== EXERCISE DIRECTIONS ==
Read the records and write them out again exactly.

** begin ENTRIES **

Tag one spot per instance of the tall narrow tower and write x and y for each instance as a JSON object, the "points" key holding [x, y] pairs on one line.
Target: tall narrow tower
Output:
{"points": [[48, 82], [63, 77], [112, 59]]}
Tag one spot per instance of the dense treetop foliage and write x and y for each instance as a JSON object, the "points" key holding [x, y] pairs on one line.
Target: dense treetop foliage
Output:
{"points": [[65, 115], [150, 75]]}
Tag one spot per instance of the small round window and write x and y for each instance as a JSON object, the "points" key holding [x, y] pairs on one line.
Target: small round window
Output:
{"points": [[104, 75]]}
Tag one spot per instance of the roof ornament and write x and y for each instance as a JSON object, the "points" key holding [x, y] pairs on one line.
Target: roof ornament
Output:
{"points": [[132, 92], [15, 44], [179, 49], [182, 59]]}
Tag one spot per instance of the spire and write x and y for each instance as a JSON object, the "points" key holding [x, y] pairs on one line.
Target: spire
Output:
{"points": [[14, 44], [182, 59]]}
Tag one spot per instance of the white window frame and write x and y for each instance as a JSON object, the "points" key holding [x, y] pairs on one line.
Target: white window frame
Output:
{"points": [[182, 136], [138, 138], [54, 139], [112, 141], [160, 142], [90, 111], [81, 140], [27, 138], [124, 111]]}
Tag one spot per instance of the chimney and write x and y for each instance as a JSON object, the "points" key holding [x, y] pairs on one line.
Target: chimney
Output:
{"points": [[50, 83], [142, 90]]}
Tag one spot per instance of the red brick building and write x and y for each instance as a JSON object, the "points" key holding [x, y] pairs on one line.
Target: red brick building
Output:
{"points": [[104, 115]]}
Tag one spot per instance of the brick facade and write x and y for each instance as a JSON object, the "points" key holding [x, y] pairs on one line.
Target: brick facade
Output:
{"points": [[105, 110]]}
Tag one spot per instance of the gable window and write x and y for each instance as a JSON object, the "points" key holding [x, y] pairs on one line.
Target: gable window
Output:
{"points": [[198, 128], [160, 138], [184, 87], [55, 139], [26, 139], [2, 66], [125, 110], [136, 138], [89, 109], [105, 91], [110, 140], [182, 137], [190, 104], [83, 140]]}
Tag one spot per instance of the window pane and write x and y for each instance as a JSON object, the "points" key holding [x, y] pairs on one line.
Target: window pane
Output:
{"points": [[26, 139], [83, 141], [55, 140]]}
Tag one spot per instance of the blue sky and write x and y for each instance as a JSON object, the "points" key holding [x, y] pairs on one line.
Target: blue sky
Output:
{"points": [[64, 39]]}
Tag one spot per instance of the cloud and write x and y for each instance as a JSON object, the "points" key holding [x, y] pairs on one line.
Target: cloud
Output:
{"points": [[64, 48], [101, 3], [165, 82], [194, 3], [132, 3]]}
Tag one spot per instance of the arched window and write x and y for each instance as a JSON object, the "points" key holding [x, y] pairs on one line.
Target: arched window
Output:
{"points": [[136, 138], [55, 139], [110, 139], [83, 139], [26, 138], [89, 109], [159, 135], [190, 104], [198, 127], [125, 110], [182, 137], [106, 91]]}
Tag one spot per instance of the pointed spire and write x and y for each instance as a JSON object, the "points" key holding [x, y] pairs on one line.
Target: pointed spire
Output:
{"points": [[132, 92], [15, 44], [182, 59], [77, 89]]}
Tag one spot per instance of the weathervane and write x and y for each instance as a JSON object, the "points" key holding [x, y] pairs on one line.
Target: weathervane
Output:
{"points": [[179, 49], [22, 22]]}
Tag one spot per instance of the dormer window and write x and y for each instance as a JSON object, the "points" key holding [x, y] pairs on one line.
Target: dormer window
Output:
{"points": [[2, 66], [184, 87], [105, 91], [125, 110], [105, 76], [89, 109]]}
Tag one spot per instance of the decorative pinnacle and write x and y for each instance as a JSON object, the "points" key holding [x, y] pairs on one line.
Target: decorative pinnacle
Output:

** end ENTRIES **

== EXERCISE SOLUTION ==
Tag one spot per instance of the tall narrow tower and write x and y for each instance as a JSON object, the "points" key holding [x, y] pairs on one line.
Target: tall narrow tower
Output:
{"points": [[48, 82], [63, 77], [112, 59]]}
Tag one spot per instance of the dense treetop foliage and write x and y for each instance as a JSON object, the "points" key holding [x, y] pairs on one line.
Target: dense treetop foliage
Output:
{"points": [[65, 115], [150, 75]]}
Tag one spot per instance of the small round window and write x and y for each instance as a JSON object, the "points" key holding [x, y] pairs on one line.
Target: small round window
Output:
{"points": [[104, 75]]}
Tag one spot per instance of the roof ornament and write x and y for each instance as a JSON object, the "points" key holding [x, y] pairs on one line.
Target: roof ornament
Output:
{"points": [[132, 92], [15, 44], [179, 49], [182, 59]]}
Tag one spot per instance of the spire and write x and y for each instance as a JSON object, the "points" key holding [x, y] pairs on one line.
Target: spire
Output:
{"points": [[14, 44], [182, 59]]}
Tag one spot per instance of the white window frame and write x and y for each instance as a JSON object, the "points" key holding [x, y] pairs on one line.
Target: white window frame
Output:
{"points": [[182, 136], [138, 138], [54, 139], [112, 141], [160, 142], [90, 111], [81, 140], [27, 138], [124, 111]]}
Tag one spot per instance of the chimney and write x and y for each instance as a JSON object, the "points" key holding [x, y] pairs on one line.
Target: chimney
Output:
{"points": [[50, 83], [142, 90]]}
Tag one spot per instance of the red brick building and write x and y for each instance as a JSON object, the "points" key holding [x, y] pairs on one line.
Target: red brick building
Output:
{"points": [[104, 115]]}
Tag one spot per instance of the brick facade and write x and y for each instance as a JSON object, the "points" key holding [x, y] pairs on one line.
Target: brick facade
Output:
{"points": [[105, 110]]}
Tag one spot per instance of the gable window and write x and y for each instance as a JSON object, the "points" key holding [x, y] pairs on one line.
Target: gable window
Output:
{"points": [[198, 128], [160, 138], [184, 87], [55, 139], [26, 139], [2, 66], [125, 110], [136, 138], [89, 109], [105, 91], [110, 140], [182, 137], [190, 104], [83, 140]]}
Tag one spot per instance of the window pane and write x and y for each instance as a JSON object, the "points" key holding [x, y] pairs on one line.
Target: window pane
Output:
{"points": [[26, 139], [83, 141], [55, 140]]}
Tag one spot per instance of the blue sky and write x and y for each instance as a JSON object, the "points" key holding [x, y] pairs on one line.
Target: blue sky
Output:
{"points": [[64, 39]]}
Tag one spot per instance of the cloud and write x and y for each instance as a JSON object, the "points" key holding [x, y] pairs on one line.
Target: cloud
Output:
{"points": [[64, 48], [101, 3], [165, 82], [194, 3], [132, 3]]}
Tag one spot per instance of the arched window and write x and y for each instance as a JSON object, the "points" key holding [x, y] pairs on one line.
Target: arched window
Output:
{"points": [[136, 138], [55, 139], [110, 139], [83, 139], [26, 138], [89, 109], [159, 135], [190, 104], [198, 127], [125, 110], [182, 137], [106, 91]]}
Tag one spot per instance of the pointed spire and write x and y for each instance as a JSON object, the "points" key holding [x, y] pairs on one line.
Target: pointed spire
Output:
{"points": [[132, 92], [15, 44], [182, 59], [77, 89]]}
Tag one spot per instance of the weathervane and write x and y for each instance as a JSON object, the "points" key holding [x, y] pairs on one line.
Target: weathervane
Output:
{"points": [[179, 49], [22, 22]]}
Tag one spot per instance of the dormer window and write x and y for each instance as a JSON object, the "points" key holding [x, y] pairs on one line.
Target: dormer window
Output:
{"points": [[2, 66], [184, 87], [105, 91], [125, 110], [105, 76], [89, 109]]}
Tag one spot per instance of the decorative pinnacle and write x and y for each instance as a JSON object, the "points" key holding [x, y] pairs on one line.
Target: decorative pinnacle
Output:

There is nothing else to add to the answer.